Could you rewrite the whole listing below as a numbered list, leaving out any blank lines?
- - -
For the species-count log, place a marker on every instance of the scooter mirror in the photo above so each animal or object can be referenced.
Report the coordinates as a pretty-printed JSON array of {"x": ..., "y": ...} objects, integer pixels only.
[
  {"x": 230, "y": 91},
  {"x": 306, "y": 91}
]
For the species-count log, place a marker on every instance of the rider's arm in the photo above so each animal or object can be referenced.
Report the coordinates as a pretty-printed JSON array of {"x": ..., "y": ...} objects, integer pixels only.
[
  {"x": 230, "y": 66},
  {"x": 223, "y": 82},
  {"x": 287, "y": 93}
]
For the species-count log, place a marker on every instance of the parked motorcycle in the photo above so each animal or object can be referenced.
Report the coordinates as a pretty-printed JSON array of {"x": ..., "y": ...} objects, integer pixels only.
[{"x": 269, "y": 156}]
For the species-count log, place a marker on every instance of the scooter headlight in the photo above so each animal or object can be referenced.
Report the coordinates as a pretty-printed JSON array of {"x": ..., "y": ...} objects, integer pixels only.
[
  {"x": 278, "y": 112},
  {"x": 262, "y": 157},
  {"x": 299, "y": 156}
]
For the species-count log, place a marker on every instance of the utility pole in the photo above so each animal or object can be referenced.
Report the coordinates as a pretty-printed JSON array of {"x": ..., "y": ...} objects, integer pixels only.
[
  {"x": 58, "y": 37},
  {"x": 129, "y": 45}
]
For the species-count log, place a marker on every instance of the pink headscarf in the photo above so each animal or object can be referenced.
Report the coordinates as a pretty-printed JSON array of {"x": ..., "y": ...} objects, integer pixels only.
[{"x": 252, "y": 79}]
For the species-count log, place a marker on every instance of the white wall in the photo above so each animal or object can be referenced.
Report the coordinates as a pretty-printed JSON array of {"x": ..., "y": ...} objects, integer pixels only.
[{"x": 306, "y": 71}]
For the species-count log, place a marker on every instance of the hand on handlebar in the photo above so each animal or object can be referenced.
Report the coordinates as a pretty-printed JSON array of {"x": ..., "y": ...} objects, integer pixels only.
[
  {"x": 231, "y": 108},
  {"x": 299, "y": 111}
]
- - -
◆ Written response ◆
1. For the species-count log, place a marker on every instance of the scooter mirror in the photo above so each animal or object can be referenced.
2. Report the coordinates as a pretty-printed JSON array of {"x": ..., "y": ...} objects, integer pixels only.
3. [
4.   {"x": 230, "y": 91},
5.   {"x": 306, "y": 91}
6. ]
7. For the species-count log, place a marker on every instance of the rider's arm in the photo above so each animal or object can be referenced.
8. Report the coordinates as a pretty-printed JSON array of {"x": ..., "y": ...} objects, integer pixels only.
9. [
10.   {"x": 230, "y": 66},
11.   {"x": 223, "y": 82},
12.   {"x": 287, "y": 93}
13. ]
14. For the species-count log, place a marker on every instance of the parked motorcycle in the photo above so each animal or object can be referenced.
15. Report the coordinates as a pretty-printed JSON array of {"x": ..., "y": ...} objects, integer pixels only.
16. [{"x": 269, "y": 156}]
17. For the species-count log, place a marker on every instance of the scooter headlight in the photo above so each animal or object can be referenced.
18. Report the coordinates as a pretty-printed JSON array of {"x": ..., "y": ...} objects, integer pixels only.
19. [
20.   {"x": 278, "y": 112},
21.   {"x": 262, "y": 157},
22.   {"x": 299, "y": 156}
23. ]
24. For the species-count log, place a marker on every instance of the utility pole in the photo above so each animal or object can be referenced.
25. Report the coordinates as a pretty-printed JSON array of {"x": ..., "y": ...} objects, integer pixels only.
26. [
27.   {"x": 58, "y": 37},
28.   {"x": 129, "y": 45}
29. ]
30. For the species-count log, place a marker on every instance of the pink headscarf in the photo above so each animal or object can be referenced.
31. Report the coordinates as a pretty-printed JSON array of {"x": ..., "y": ...} objects, integer pixels only.
32. [{"x": 252, "y": 79}]
33. For the species-count log, place a marker on every instance of the white wall in the photo above so each animal or object can be referenced.
34. Report the coordinates as a pretty-printed JSON array of {"x": ..., "y": ...} objects, integer pixels only.
35. [{"x": 306, "y": 71}]
36. For the species-count log, place a marker on every instance of the hand on handlebar in the photo above so each animal or object can be referenced.
37. Report the coordinates as a pretty-printed JSON array of {"x": ..., "y": ...} objects, integer pixels only.
38. [
39.   {"x": 231, "y": 108},
40.   {"x": 299, "y": 111}
41. ]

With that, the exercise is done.